_EXERCISE OBJECTIVE_.
Give all the data again exactly.

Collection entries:

|---|

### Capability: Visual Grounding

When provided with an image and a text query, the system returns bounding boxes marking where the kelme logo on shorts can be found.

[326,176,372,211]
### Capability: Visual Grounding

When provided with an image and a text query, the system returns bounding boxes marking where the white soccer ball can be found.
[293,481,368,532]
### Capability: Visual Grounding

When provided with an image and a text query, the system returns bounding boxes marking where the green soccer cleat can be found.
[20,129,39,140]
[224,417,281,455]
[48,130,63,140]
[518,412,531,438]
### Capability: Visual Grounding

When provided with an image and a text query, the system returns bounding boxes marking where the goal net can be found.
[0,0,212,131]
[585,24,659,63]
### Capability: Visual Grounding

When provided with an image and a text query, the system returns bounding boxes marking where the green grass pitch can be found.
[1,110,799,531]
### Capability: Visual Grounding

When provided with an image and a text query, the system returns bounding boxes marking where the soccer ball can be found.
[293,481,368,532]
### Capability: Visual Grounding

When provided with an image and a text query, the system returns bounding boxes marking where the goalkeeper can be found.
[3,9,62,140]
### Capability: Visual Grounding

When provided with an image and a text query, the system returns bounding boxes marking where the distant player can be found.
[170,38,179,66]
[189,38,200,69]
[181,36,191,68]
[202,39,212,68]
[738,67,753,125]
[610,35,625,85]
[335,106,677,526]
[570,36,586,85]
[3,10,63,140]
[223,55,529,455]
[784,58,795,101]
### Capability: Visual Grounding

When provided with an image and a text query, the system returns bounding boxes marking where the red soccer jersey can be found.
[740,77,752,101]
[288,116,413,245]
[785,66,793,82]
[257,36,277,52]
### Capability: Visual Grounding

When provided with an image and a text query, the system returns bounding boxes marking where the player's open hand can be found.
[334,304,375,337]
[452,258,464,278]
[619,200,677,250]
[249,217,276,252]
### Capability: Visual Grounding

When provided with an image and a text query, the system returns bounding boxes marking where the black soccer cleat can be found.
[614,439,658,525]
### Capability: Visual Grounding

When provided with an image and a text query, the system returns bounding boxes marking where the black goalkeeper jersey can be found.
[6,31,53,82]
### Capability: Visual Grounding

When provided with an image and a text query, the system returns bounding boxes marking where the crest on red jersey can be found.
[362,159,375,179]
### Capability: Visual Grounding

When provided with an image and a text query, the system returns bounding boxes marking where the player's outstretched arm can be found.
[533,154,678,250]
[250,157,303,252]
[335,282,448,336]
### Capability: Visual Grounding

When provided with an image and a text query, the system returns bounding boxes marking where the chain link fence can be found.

|---|

_EXERCISE RESPONSE_.
### Capability: Visual Grounding

When provided with an image and a text query, the system returns bounding boxes marking where the kelme logo on shorts can be found.

[326,176,372,211]
### Capability: Visual Grounding

When provided with an image and a text query, the system returns bounding boxes marking where the white soccer ball can be found.
[293,481,368,532]
### Capability: Visual Grounding

When provided with an image and a text query, the system returns bounding boxes marking where the green soccer cleat can be found.
[20,129,39,140]
[224,417,281,455]
[48,130,63,140]
[518,412,531,438]
### Capability: Visual Grounding

When provided with an image and a text query, the system returns bounding boxes marking where the goal net can be found.
[0,0,212,131]
[585,24,659,63]
### Capability: Visual Grounding

When provided with an image and a text query, the system returns bounding boxes marking where the green grass pitch can be found.
[1,110,799,531]
### Capability: Visual Grounding

When provided with an image and a text query, the system returns bounding boxes marking where the soccer ball can be found.
[293,481,368,532]
### Capability: Visual Grounding

When provided with an image and a text query, the system returns bounding boxes marking where the goalkeeper can be found.
[3,9,62,140]
### Capability: Visual Grounding

When provided with an image and a text query, the system returns bounding boxes marking where the distant player can be found.
[170,38,179,66]
[189,38,200,69]
[181,36,191,68]
[202,39,212,68]
[738,67,753,125]
[610,35,625,85]
[335,106,677,526]
[570,36,586,85]
[3,10,63,140]
[223,55,529,455]
[784,58,795,101]
### Capability: Visual Grounding

When provided with an image and a text query, the system returns bounding boxes marking where the red soccer jersey can be found.
[740,77,752,101]
[288,116,413,245]
[785,66,793,82]
[257,36,277,52]
### Capability: Visual Grounding

When provided with an image and a text query, the system returns bounding boxes marking where the player's open hand can be found.
[334,304,375,337]
[452,258,464,278]
[619,200,677,250]
[249,217,276,252]
### Capability: Visual Grounding

When provided with an image and a text query, the system returns bounding boxes marking where the black soccer cleat can be found.
[614,439,658,525]
### Capability: Visual Grounding

When provided with an image and a text query, the system returns bounding boxes marking where the black goalkeeper jersey can be found.
[6,31,53,82]
### Capability: Visual Grounding

When provided with an image and a text query, the system returns bounding boxes marking where the crest on red jersey can be found.
[362,159,375,179]
### Capability: Visual Grounding

When provided with an image and a text query, the system returns bounding boxes marking where the player's outstretched arm can be found.
[533,154,678,250]
[250,157,303,252]
[335,282,448,336]
### Capability: Visual Grounding

When provided with an image and a text query, the system returns bounding boxes marking where the chain link fence can be found.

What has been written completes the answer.